What you have to do:
Copy the lines of the records below without any changes, starting at the line containing "Place a point on the dirt" and ending at the line containing "<point>136,668</point>".

### Listed entries

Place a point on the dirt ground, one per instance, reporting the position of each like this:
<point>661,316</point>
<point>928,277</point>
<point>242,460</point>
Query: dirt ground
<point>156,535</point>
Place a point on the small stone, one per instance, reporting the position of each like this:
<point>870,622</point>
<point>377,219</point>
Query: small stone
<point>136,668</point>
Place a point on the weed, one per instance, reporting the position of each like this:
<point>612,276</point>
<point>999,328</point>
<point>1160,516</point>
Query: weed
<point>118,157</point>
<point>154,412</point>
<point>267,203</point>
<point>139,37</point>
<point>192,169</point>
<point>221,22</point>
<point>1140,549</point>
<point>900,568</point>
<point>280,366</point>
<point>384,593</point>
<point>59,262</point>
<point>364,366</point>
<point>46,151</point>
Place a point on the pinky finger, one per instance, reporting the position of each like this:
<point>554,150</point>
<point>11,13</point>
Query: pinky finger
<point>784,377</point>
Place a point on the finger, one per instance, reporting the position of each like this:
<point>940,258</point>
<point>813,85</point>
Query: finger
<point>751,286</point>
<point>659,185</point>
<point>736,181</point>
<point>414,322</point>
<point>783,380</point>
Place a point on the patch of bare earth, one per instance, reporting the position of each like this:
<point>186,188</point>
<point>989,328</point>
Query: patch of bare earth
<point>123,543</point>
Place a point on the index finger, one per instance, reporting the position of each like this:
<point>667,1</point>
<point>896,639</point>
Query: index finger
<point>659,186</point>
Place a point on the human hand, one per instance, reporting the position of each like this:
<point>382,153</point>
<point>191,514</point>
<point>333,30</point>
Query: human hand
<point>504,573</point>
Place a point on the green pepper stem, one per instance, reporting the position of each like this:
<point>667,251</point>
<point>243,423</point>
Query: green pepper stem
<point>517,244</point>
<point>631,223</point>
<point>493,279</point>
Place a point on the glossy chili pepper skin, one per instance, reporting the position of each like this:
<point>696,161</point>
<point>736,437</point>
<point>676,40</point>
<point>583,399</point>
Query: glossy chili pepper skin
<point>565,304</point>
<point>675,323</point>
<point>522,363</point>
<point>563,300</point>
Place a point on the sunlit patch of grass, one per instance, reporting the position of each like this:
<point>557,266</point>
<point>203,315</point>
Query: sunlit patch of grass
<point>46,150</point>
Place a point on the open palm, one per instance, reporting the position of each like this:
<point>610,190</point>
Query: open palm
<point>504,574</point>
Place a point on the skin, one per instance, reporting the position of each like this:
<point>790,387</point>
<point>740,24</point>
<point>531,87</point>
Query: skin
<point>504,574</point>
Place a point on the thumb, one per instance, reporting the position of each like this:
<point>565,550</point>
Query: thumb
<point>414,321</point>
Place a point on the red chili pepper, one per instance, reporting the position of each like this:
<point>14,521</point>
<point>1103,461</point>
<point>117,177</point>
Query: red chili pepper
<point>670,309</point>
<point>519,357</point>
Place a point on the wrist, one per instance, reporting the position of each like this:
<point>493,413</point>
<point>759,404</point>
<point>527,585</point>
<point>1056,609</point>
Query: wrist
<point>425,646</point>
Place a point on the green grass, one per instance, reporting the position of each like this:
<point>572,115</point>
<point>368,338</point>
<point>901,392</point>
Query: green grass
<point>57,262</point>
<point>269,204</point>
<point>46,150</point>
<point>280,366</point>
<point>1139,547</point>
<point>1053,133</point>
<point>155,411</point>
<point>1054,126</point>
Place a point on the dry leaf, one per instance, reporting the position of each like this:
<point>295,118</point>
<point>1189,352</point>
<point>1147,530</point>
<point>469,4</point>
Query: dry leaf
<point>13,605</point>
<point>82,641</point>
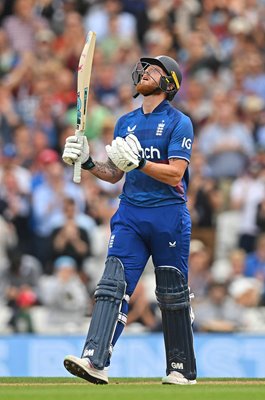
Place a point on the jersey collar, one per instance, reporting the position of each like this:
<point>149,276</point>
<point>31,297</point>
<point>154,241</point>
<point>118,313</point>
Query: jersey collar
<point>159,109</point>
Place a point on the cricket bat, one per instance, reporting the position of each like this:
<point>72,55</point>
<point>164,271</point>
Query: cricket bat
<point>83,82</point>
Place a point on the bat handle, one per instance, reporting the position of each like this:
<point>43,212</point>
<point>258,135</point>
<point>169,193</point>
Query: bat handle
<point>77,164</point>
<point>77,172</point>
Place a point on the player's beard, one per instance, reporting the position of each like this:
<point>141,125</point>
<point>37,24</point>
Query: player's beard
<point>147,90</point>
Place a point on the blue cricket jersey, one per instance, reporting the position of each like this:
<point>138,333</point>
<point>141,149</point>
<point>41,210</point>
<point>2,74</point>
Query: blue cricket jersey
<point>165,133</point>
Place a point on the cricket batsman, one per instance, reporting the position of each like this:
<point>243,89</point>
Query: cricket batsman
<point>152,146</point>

######
### Listed entries

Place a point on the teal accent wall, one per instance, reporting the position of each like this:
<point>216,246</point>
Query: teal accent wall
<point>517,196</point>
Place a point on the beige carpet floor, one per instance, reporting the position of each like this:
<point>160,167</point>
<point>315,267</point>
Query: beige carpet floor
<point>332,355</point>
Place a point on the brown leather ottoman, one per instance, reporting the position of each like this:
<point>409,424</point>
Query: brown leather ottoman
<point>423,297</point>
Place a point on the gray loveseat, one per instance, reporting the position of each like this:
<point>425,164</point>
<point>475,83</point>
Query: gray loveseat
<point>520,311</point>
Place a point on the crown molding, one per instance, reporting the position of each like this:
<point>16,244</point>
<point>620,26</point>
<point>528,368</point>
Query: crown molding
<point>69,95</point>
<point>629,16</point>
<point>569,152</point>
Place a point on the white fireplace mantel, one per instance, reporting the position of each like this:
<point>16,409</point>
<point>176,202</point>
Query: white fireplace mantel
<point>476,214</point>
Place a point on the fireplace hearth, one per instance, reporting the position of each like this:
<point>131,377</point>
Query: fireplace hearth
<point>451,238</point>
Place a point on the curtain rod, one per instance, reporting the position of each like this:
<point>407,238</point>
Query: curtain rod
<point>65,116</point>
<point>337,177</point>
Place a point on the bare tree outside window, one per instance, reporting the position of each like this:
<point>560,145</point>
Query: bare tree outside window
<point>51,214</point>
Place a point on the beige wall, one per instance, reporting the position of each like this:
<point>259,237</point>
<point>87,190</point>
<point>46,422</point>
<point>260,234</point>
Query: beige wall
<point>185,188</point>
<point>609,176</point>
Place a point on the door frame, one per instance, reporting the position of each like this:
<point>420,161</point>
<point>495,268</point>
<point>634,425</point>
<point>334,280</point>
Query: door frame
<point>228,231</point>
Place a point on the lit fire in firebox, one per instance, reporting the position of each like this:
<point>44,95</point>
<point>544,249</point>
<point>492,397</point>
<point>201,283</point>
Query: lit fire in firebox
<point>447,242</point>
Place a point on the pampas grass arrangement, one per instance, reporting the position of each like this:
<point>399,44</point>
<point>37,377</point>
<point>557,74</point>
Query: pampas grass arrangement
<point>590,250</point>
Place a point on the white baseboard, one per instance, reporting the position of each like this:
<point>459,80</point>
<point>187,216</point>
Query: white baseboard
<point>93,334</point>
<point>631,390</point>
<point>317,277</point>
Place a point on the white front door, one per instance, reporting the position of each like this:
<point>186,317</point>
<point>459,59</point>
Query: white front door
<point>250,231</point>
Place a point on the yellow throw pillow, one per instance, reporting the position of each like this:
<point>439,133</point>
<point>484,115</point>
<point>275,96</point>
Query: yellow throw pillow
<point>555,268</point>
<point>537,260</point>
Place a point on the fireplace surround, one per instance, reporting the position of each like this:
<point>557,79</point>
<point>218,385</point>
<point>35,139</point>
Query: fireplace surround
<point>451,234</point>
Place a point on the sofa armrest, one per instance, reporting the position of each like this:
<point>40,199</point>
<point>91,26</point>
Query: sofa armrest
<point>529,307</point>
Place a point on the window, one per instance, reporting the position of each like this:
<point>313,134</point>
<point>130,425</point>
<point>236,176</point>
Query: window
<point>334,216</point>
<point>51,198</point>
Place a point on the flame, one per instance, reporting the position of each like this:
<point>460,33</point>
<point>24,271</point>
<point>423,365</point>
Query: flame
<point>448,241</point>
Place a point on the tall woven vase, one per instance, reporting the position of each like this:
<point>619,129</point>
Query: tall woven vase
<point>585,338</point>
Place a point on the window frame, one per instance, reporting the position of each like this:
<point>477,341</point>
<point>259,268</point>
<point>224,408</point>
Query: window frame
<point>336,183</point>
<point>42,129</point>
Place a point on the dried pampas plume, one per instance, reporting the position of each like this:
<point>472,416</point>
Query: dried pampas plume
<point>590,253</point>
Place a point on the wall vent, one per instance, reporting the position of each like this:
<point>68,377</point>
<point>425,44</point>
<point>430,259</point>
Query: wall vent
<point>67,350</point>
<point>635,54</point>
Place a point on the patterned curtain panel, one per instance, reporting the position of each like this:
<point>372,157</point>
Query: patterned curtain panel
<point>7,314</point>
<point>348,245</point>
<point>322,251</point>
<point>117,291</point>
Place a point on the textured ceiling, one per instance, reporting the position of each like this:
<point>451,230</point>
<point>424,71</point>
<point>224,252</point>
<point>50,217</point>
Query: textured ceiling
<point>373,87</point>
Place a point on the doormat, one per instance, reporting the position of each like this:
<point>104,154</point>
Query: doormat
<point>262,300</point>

######

Written response:
Place a point on the dirt ground, one per instance, reporting the position of each like this:
<point>661,316</point>
<point>928,277</point>
<point>242,460</point>
Query: dirt ground
<point>156,535</point>
Place a point on the small stone, one per instance, reporting the position of each like this:
<point>870,622</point>
<point>377,219</point>
Query: small stone
<point>136,668</point>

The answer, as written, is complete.